:: Stated problem ::
Copy every line in the items below word for word. Leave the pictures out of your answer.

[Object position labeling entries]
────────────────────

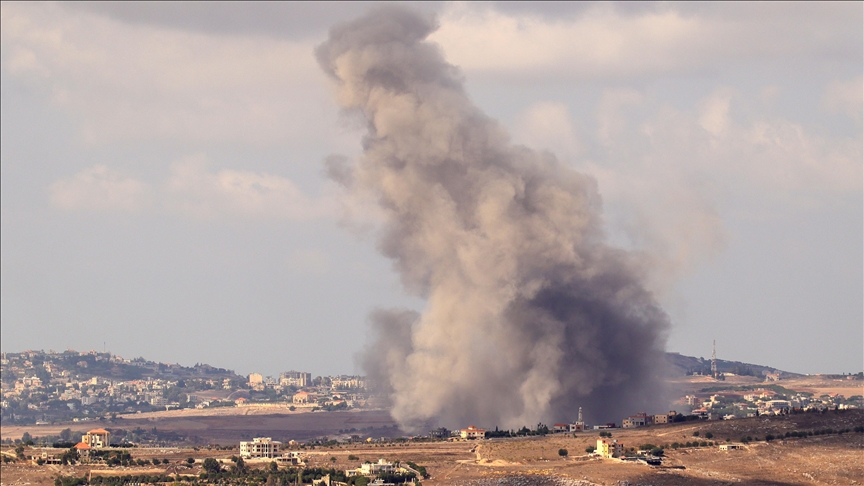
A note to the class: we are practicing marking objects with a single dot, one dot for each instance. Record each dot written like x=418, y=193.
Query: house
x=260, y=447
x=82, y=449
x=96, y=438
x=301, y=398
x=609, y=449
x=291, y=458
x=641, y=419
x=472, y=432
x=372, y=469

────────────────────

:: Result ::
A note to the class: we are practicing marking objects with a single dot, one dot for each instance. Record each dot written like x=418, y=193.
Query: house
x=260, y=447
x=82, y=449
x=96, y=438
x=301, y=398
x=609, y=449
x=291, y=458
x=641, y=419
x=472, y=432
x=372, y=469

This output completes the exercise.